======== GIVEN RECORDS

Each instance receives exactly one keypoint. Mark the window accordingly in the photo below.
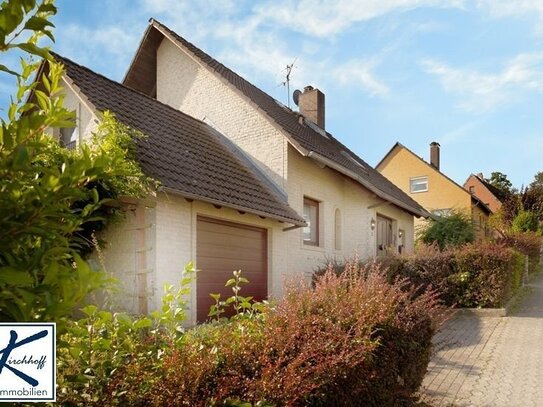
(337, 225)
(418, 184)
(68, 137)
(442, 212)
(311, 216)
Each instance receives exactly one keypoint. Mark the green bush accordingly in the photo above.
(352, 339)
(525, 221)
(482, 275)
(51, 199)
(454, 229)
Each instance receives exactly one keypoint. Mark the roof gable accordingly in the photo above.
(304, 137)
(489, 187)
(423, 163)
(185, 154)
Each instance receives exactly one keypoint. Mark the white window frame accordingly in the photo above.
(313, 224)
(418, 180)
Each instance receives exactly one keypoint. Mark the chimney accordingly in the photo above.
(311, 104)
(434, 154)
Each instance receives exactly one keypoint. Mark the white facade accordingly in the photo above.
(167, 227)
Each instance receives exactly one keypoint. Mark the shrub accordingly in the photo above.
(454, 229)
(525, 221)
(527, 243)
(474, 275)
(351, 339)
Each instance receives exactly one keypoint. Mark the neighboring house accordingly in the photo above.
(427, 185)
(246, 183)
(486, 192)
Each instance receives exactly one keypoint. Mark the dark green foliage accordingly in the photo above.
(352, 340)
(525, 221)
(49, 197)
(502, 183)
(474, 275)
(454, 229)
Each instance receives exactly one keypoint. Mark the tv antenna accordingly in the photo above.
(286, 82)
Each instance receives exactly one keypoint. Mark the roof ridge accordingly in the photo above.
(58, 56)
(303, 137)
(154, 20)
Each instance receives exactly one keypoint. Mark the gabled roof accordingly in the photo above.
(309, 140)
(399, 145)
(186, 155)
(491, 188)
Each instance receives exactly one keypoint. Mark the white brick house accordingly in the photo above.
(286, 171)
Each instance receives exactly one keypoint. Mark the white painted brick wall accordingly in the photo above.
(335, 191)
(85, 118)
(187, 86)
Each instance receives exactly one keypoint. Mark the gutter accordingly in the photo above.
(329, 163)
(233, 206)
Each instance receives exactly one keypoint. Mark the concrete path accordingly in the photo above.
(494, 362)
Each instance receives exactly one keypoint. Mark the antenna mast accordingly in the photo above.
(287, 80)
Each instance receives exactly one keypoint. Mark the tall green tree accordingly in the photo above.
(502, 183)
(47, 194)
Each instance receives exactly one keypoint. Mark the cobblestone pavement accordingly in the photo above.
(494, 362)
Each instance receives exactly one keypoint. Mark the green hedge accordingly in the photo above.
(484, 275)
(351, 340)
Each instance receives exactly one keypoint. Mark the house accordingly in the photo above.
(492, 197)
(246, 183)
(427, 185)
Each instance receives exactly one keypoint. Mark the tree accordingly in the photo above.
(47, 194)
(502, 183)
(454, 229)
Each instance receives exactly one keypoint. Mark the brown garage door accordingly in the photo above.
(222, 247)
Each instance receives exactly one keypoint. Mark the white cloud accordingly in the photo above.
(515, 8)
(484, 92)
(359, 72)
(506, 8)
(109, 45)
(323, 18)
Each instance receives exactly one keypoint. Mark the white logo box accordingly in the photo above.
(27, 362)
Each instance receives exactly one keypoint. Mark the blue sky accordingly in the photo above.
(468, 74)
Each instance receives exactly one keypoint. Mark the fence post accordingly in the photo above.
(526, 269)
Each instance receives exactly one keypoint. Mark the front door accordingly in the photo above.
(384, 235)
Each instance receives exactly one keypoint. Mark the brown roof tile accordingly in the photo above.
(185, 154)
(300, 133)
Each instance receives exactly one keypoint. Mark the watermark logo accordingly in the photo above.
(27, 362)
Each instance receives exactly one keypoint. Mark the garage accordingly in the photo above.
(222, 247)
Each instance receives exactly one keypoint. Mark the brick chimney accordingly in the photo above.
(311, 104)
(434, 154)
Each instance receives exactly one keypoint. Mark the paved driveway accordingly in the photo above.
(494, 362)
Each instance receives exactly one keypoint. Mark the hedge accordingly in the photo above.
(353, 339)
(484, 275)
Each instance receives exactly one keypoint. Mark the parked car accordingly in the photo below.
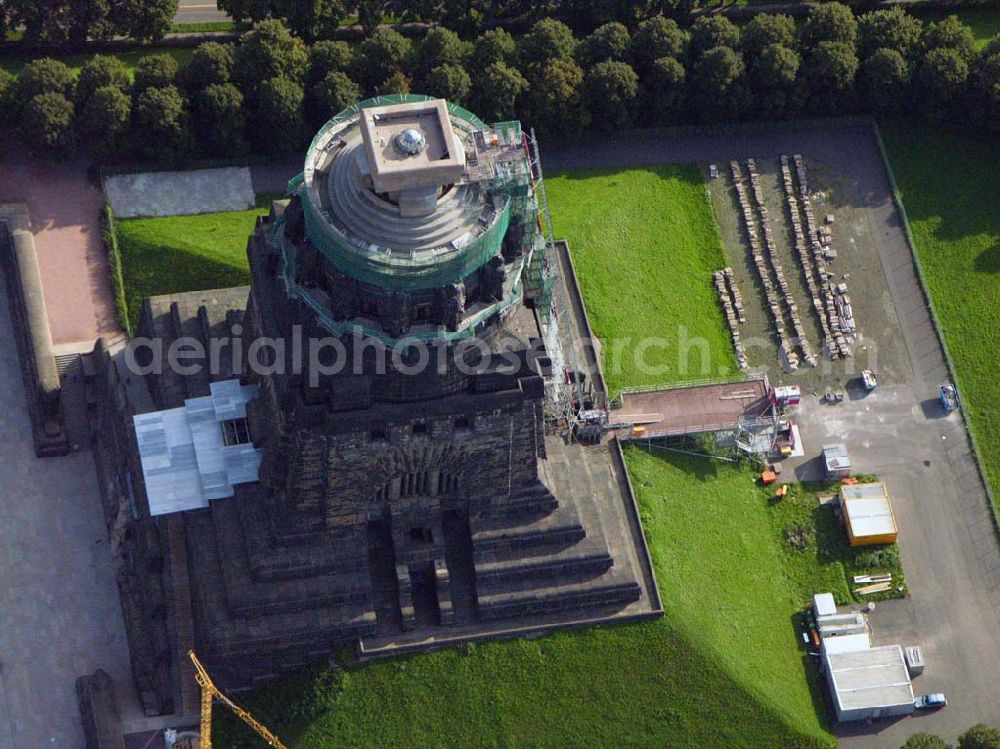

================

_REQUIRED WORK_
Please return every record above exactly, but leave out the pictures.

_RESPONSE BELOW_
Each instance receives exactly one keypoint. Mark the window accordingly in the photo below.
(337, 225)
(418, 184)
(68, 137)
(442, 212)
(311, 216)
Each instance receives exactly one keypoint. Mark the green bush accordingly in the photo above.
(352, 339)
(525, 221)
(482, 275)
(51, 199)
(454, 229)
Each instance receives exactly one keypoint. Mark the roof gable accordingly in the photo above.
(304, 137)
(489, 187)
(423, 163)
(185, 154)
Each instance receives exactly one keypoint. Mark the white window frame accordingly in the photo above.
(313, 224)
(418, 180)
Each instance receives exactly one keypoint. Mark the chimney accordingly in the photo above.
(311, 104)
(434, 154)
Each instance receives exactly one keypoint. Mark the white facade accordingly in the photo above.
(167, 227)
Each instance receives exactly one keypoint. Mark the shrub accordingly in the photo above.
(454, 229)
(525, 221)
(527, 243)
(474, 275)
(351, 339)
Each instance receives exactly one keypoint. Mark the neighboring house accordingly in the photo above.
(427, 185)
(246, 183)
(486, 192)
Each instance receives exactly one keypoint. Mark the dark green foliage accordingly in the photo above.
(352, 340)
(525, 221)
(49, 197)
(502, 183)
(474, 275)
(454, 229)
Each instance receives exactly one keypoint. Mark the tv antenna accordingly in the photo above.
(286, 82)
Each instance receives exactly one keypoint. Mark the roof ridge accordingly in the photo above.
(58, 56)
(303, 137)
(154, 20)
Each instance receives exactly one keypoint. Mark the gabled roof accordingly in the photo above.
(309, 140)
(399, 145)
(186, 155)
(491, 188)
Each instance receives exactly one keypoint. Mark the white brick house accordingly in the photo above.
(286, 171)
Each instance receives exactly one keypoint. Mark the white painted brick wall accordingly in the photo above.
(335, 191)
(85, 118)
(187, 86)
Each instance receives exactly one keypoint. Mark the gutter accordingly in the photo above.
(329, 163)
(233, 206)
Each instance receives exactly one keypoint. Mark the concrete path accordingly in the photo above.
(494, 362)
Each instance receives exactly one keypoint. Mark the antenna mast accordingly in the photo above.
(287, 80)
Each instance receives exactly one keypoint. Mark the tall green tree accordingly in the photo above.
(502, 183)
(47, 194)
Each instance receives exactly one keypoint. Mark the cobblestone pavement accordingly in the photo above.
(494, 362)
Each instance receives exactly one keypoint. Mark the green hedge accordingly in the photo above.
(484, 275)
(351, 340)
Each instance receives exactly one keypoint. Mark the house accordingly in the photo above.
(492, 197)
(246, 183)
(427, 185)
Each instance receives exactly one keypoint. Mark the tree accordingly in the photo above.
(47, 194)
(502, 183)
(454, 229)
Each instance receives exactly one keypoint. Mark the brown garage door accordingly in the photo above.
(222, 247)
Each instance receives exactly one keypoint. Mark the white cloud accordingly in the photo above.
(515, 8)
(484, 92)
(359, 72)
(506, 8)
(109, 45)
(323, 18)
Each instance receives exactly one keypoint. Mark the white logo box accordingly in the photo above.
(27, 362)
Each instance receives exactly one keypoint. Mark the blue sky accordingly in the photo above.
(468, 74)
Each instance receives exactly one keypoint. Mark the fence post accordingly in the photo above.
(526, 269)
Each instance receives exactly one keypoint. Mark the front door accordingly in the photo above.
(384, 235)
Each instance receives exactly one keypoint. Mark the brown roof tile accordingly in the photo above.
(185, 154)
(300, 133)
Each instance receives exactly one keypoint. Mark the watermark logo accordingly in the photo above.
(27, 362)
Each instance receives exactly one keypoint. Mark the garage accordingly in the photo above.
(222, 247)
Each instance receives exactly one keypoint. Mark the brick chimney accordingly in the photo above.
(311, 104)
(434, 154)
Each instance receives exactly one keypoint. Mark the paved driveway accordingly in the photo above.
(494, 362)
Each instance receives exactly one keypoint. Mark the hedge accordingly in the photo above.
(353, 339)
(484, 275)
Each instance receives exactly one keypoint. Mark the parked car accordingly in the photo below.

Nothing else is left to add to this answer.